GIVEN REQUEST
Format every line of the items below as a numbered list, skipping any blank lines and leaving out the pictures.

Coordinate annotation items

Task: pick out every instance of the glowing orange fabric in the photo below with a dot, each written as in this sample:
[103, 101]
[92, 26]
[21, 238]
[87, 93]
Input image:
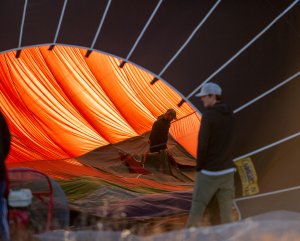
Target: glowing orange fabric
[60, 104]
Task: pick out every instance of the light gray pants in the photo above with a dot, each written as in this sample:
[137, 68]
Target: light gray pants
[205, 188]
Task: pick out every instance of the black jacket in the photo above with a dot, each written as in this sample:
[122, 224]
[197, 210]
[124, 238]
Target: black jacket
[159, 134]
[4, 145]
[215, 141]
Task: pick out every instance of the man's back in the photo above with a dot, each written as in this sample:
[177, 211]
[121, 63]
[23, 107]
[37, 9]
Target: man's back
[216, 138]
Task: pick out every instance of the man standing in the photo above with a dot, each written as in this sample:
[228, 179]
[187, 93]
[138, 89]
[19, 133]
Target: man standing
[215, 168]
[159, 134]
[4, 150]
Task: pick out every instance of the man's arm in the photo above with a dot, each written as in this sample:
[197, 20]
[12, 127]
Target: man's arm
[203, 137]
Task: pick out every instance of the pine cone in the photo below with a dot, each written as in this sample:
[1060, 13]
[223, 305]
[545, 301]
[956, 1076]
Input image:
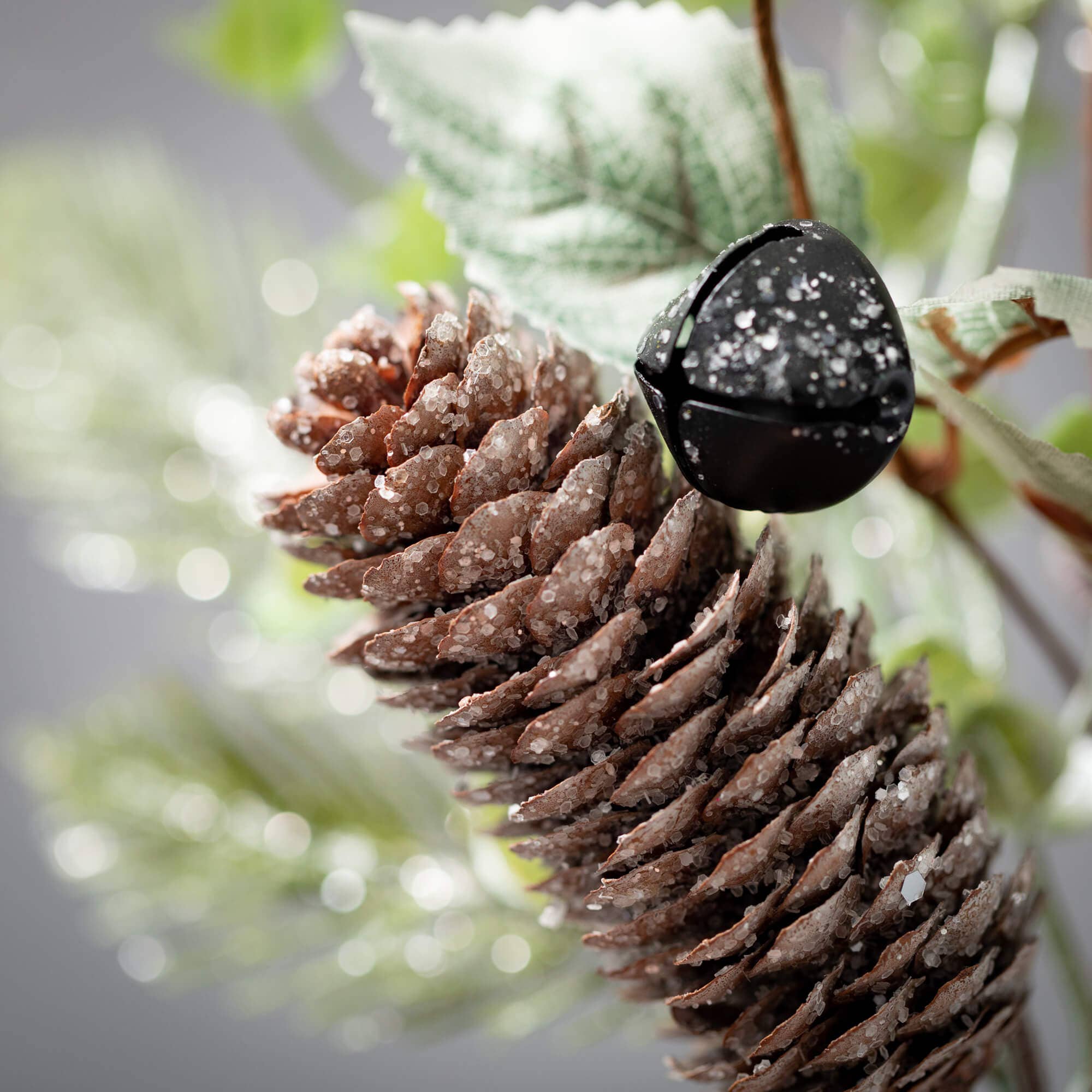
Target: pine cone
[765, 835]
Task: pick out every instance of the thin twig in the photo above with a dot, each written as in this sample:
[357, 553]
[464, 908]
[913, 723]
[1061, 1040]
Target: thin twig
[327, 158]
[1070, 957]
[1057, 650]
[1027, 1058]
[1087, 143]
[782, 118]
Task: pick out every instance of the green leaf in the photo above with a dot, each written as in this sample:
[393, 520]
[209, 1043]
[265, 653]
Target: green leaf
[981, 317]
[1058, 483]
[590, 163]
[1070, 806]
[1072, 428]
[980, 491]
[910, 198]
[134, 345]
[1019, 755]
[391, 240]
[242, 842]
[272, 51]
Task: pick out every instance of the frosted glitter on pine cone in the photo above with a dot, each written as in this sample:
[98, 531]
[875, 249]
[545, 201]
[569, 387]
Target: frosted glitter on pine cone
[764, 835]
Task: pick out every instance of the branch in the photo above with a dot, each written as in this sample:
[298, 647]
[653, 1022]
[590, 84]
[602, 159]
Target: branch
[1057, 651]
[782, 118]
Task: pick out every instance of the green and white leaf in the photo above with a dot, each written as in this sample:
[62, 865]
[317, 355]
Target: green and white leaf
[1028, 462]
[982, 314]
[590, 163]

REPLY
1. Task: pick out every instance of the glowing orange fabric in the photo below with a dot, each written as in this sample:
2. [103, 101]
3. [92, 26]
4. [21, 238]
5. [87, 93]
6. Input image:
7. Target: glowing orange fabric
8. [60, 104]
9. Task: pick out every instance of the light gray pants in the photo above with a dot, each written as in this sample:
10. [137, 68]
11. Target: light gray pants
12. [205, 188]
13. Task: pick out every instance of the black jacket in the photo above with a dot, each written as in this sample:
14. [122, 224]
15. [197, 210]
16. [124, 238]
17. Target: black jacket
18. [159, 134]
19. [4, 145]
20. [215, 141]
21. Task: pick out every instance of the man's back in the photo above with a dot, each written as in this sample:
22. [177, 211]
23. [121, 63]
24. [23, 107]
25. [37, 9]
26. Target: man's back
27. [216, 138]
28. Task: pick out every instance of the man standing in the photo above with a dot, each written as in this sample:
29. [228, 179]
30. [187, 93]
31. [138, 89]
32. [19, 133]
33. Target: man standing
34. [215, 168]
35. [159, 134]
36. [4, 150]
37. Task: pick out every instance of the man's arm in the photo above with a dot, each written as in this sample:
38. [197, 20]
39. [12, 127]
40. Target: man's arm
41. [203, 137]
42. Task: pick out every instance of the pine cone in the photo below with a dot, each written as in this sample:
43. [1060, 13]
44. [223, 305]
45. [545, 301]
46. [956, 1076]
47. Input image:
48. Target: pine cone
49. [765, 835]
50. Task: pick out every instance of the thin twig in the photo above with a dot, each written as in this sample:
51. [357, 553]
52. [464, 908]
53. [913, 723]
54. [1061, 1040]
55. Target: thin twig
56. [327, 158]
57. [1070, 957]
58. [1057, 650]
59. [1027, 1058]
60. [1087, 143]
61. [782, 118]
62. Task: pick out every instance of the green leaf in the photo above with a dot, each written as in this sample:
63. [393, 520]
64. [209, 1043]
65. [265, 653]
66. Target: green leaf
67. [981, 317]
68. [1058, 483]
69. [590, 163]
70. [1070, 806]
71. [1072, 428]
72. [980, 491]
73. [910, 198]
74. [134, 345]
75. [1019, 755]
76. [391, 240]
77. [242, 842]
78. [272, 51]
79. Task: pick out every instance of the frosted glitter on pine cone in the photo above with a dot, each written as in this sample:
80. [98, 531]
81. [875, 249]
82. [545, 201]
83. [569, 387]
84. Target: frosted glitter on pine cone
85. [764, 835]
86. Task: pick out every instance of the branch in the photo above with a dot, each written as in this sample:
87. [298, 647]
88. [653, 1022]
89. [590, 84]
90. [602, 159]
91. Target: branch
92. [1057, 651]
93. [782, 118]
94. Task: pick out every instance of the green and white leaf in the photo above with a dot, each written as in this sample:
95. [62, 865]
96. [317, 355]
97. Target: green and white leaf
98. [1028, 462]
99. [982, 314]
100. [590, 163]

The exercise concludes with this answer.